▸ **WRITTEN TASK**
Rewrite all of the lines in the items below, including the overview, and rescale every bounding-box coordinate in the answers by multiplying it by 1.35 and rounding to the nearest whole number, with halves rounded up. Leave the overview text and its sample box unchanged, and leave out the pictures.

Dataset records
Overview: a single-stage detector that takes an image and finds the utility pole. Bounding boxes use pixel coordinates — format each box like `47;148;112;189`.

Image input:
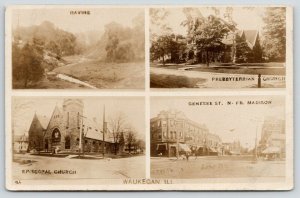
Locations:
102;105;106;158
254;121;258;162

▸ **RESULT OF THE EXERCISE**
Overview: a single-stage detector that takes an image and finds the utility pole. Bounding boxes use pixel coordinates — format each box like `47;148;112;189`.

Image input:
Locations:
138;142;143;213
343;163;348;219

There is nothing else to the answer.